═══ Provided records ═══

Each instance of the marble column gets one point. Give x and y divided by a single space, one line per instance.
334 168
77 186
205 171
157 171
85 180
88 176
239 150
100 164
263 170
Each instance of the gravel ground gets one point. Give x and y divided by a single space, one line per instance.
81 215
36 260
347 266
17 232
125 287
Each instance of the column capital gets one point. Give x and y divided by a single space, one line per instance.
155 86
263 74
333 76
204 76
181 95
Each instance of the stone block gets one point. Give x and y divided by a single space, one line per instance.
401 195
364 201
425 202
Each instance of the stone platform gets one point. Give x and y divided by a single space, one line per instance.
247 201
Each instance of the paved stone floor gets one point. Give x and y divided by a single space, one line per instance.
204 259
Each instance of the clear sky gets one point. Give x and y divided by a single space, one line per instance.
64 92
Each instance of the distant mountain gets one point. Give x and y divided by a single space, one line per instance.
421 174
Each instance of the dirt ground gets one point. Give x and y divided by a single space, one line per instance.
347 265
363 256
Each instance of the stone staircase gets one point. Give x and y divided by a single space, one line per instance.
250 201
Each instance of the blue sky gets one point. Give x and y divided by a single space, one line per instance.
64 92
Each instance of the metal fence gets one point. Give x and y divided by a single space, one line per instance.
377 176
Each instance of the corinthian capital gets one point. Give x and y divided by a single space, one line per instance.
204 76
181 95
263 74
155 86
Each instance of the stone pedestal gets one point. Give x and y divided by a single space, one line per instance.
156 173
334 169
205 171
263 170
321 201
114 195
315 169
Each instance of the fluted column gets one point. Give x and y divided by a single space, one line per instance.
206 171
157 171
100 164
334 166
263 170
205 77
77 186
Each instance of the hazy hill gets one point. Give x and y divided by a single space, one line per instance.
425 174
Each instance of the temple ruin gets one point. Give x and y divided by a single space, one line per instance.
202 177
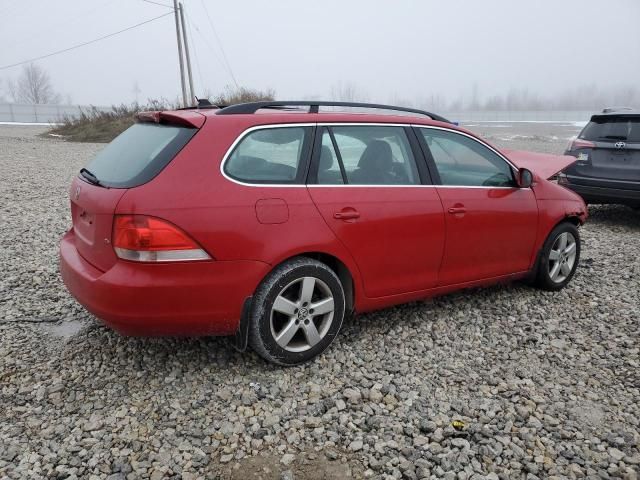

═══

### The task
Return each entry exactly as it appears above, but exclude the pictures.

### Written solution
Each instance of the marble column gets one point. Give x and y divided by a single space, one line per instance.
334 168
77 186
205 171
157 171
85 180
88 176
239 150
100 164
263 170
Each instance of the gravel ground gets one point. Give x and y divided by a single space, one line per instance.
81 215
36 260
347 266
17 232
125 287
Each instance of the column capital gets one point. Give x and y divided by a single space, one line per instance.
155 86
263 74
333 76
204 76
181 95
Each instance of the stone block gets one point. Give x and y divided by a single space, one line per instance.
401 195
364 201
425 202
Each instance of the stone platform gets one point. Give x and y divided by a single space, one line per instance.
247 201
Each instance of the paved stone floor gets one point. Give x and y divided by a single space, one line per instance.
204 259
Each instance of the clear sky gets one point. Give x and y divided by a single space, one line per instance.
64 92
Each instance of the distant mountain gets one point. Give x and y divided by a single space, one line per instance.
421 174
Each instance of the dirt ground gets one point. Give x and y divided by a single space, one line per instance.
347 265
363 256
Each instance of the stone staircase gets one point. Give x and y divided by a single space, one line per instance.
250 201
Each instance of the blue sky gets one point. Give x and y divided by a single space, one line per instance.
64 92
Each instance of the metal fence gets one point. Give x and y divided by a single space, one line per instance.
377 176
Each instance of the corinthian capital gets one point. Give x and y divided by a single space, one line per instance.
204 76
181 95
263 74
155 86
Each instance of the stone pedestal gets one point. Give x and y divided by a single space, one line per instance.
156 173
334 169
205 171
263 170
321 201
114 195
315 169
Each instance of the fluted column gets one point. Give x and y divided by a single space, one line per instance.
206 171
157 171
100 164
334 166
263 170
205 77
77 186
Each instance of the hazy hill gets one point. Give x and y divided by a single space, one line per instance.
425 174
Each instance of the temple ruin gets one point. Give x and y divided by a single space, one line per instance.
202 177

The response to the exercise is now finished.